SOURCE TEXT
4 Russian Startups Make the Finals of the International “Startup Federation” Contest

November 11, 2013

On November 9th, the Digital October Center announced the results of the search for the most promising young tech companies in Russia and the CIS. These companies are creating large-scale solutions to make education, medicine, energy conservation, and the concept of the ‘smart city’ more accessible.

Throughout the month of October, startups were given the opportunity to submit their online applications. On November 7th-8th, more than twenty selected teams gathered for an express accelerator at DO, and, finally, took the stage last Saturday to talk about their projects in front of a panel of judges and an audience from all around the world.

This was the regional level of the first Challenge Cup, an international contest organized by Startup Federation, an informal organization that brings together the leading centers for supporting entrepreneurship from all over the world. Our Center represents the federation in Russia, and the entire initiative is overseen by 1776, a Washington-based business incubator.

The 1776 team couldn’t not come in for the regional finals, so the judge’s panel took on an international flavor. In addition to 1776’s founders, the panel included Maria Adamian (Digital October), Dmitry Galperin (Runa Capital), Karina Chopoorian (Pearson), Oleg Kuzhikov (Maxfield Capital Partners), and Dmitry Firskin (Altair Capital).

The event drew a full house, and it was also broadcast online. Throughout the event, audience members were able to vote for the projects they liked on the website of Tech Cocktail, the contest’s global partner.

The finalists were selected over two stages. First, all of the teams took turns offering 60-second pitches. After that, the judges’ panel culled the larger part of the projects, and the remaining groups gave 3-minute presentations and answered questions from the experts. All of this was in English.

RAW DATA
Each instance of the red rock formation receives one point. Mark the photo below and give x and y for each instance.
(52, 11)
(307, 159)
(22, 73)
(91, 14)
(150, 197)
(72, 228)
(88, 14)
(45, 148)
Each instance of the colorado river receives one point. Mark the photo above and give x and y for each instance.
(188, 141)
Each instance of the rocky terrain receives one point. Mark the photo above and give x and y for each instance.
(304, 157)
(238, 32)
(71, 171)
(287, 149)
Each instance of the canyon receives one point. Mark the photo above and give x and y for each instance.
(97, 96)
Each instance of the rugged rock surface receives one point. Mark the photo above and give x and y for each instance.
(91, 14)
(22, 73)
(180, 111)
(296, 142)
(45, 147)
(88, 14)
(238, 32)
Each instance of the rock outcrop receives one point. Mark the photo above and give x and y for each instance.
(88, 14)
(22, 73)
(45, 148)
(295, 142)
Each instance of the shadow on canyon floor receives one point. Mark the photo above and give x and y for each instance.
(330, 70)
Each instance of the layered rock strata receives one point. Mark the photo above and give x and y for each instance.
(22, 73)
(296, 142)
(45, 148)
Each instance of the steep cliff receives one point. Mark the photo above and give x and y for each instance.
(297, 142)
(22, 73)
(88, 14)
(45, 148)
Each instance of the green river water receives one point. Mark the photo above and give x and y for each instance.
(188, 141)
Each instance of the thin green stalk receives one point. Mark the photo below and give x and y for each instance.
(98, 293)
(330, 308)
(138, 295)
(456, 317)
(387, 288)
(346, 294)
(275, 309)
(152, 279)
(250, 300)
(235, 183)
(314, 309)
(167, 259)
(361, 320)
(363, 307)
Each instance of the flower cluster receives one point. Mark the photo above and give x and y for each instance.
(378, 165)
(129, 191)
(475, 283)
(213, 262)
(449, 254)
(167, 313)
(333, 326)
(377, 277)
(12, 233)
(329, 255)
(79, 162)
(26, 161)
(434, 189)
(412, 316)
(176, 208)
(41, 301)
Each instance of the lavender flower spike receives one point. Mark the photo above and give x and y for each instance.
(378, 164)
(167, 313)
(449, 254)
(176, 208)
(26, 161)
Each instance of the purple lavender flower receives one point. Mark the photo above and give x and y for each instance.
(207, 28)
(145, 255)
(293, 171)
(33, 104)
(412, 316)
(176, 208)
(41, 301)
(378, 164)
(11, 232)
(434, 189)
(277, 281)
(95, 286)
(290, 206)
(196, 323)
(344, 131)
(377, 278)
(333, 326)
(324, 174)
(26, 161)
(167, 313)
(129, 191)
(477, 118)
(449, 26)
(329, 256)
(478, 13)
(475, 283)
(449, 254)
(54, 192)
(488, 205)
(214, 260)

WHAT IS REQUIRED
Please carry on the article about the Russian finalists of the Startup Federation contest, starting right after its last sentence.

ANSWER SPACE
The following teams emerged victorious in their respective categories:

Education: WeStudyIn was selected from a pool of 9 projects. WeStudyIn is an educational consulting service for Russian-speaking students and recent graduates that helps them to find programs and internships in their areas of expertise all over the world and to get advice from people who have already studied at their university of choice. We’d like to note that this project was launched this summer at DEMO Europe, where it was named DEMO God.

Medicine: “Medesk” was chosen to move on from a field of 9 projects. Medesk is one of the pioneers of digital healthcare in Russia. Their cloud platform, which aggregates medical data, improves the collaboration between private insurance companies (not just clinics) and also facilitates document processing.

Energy Conservation: As the only project chosen for its category, EcoCat was essentially guaranteed a trip to the finals, but that doesn’t mean they didn’t have to present along with the others. Their product is an eco-friendly gas catalytic heater that will dramatically reduce heating waste in non-residential spaces.

Smart City: Angry Citizen was chosen from a pool of 5 candidates. This independent project is designed to formulate complaints about low-quality government goods, services, or practices, to file an official complaint, and to get your problem solved.

All four finalists will be sent on a free trip to Washington for a weeklong festival in May of next year. They’ll duke it out with their colleagues from other countries for the contest’s financial prizes (which will range from 50-150 thousand dollars to be shared amongst the eight winners, depending on how they place).

Though the Russian participants have already been chosen, Challenge Cup preliminary rounds are still being held around the world. The final list of 64 finalists will only be announced closer to March of 2014. Half of them will represent American cities, and the other half will represent England, Germany, Israel, India, China, Brazil, South Africa, and Russia.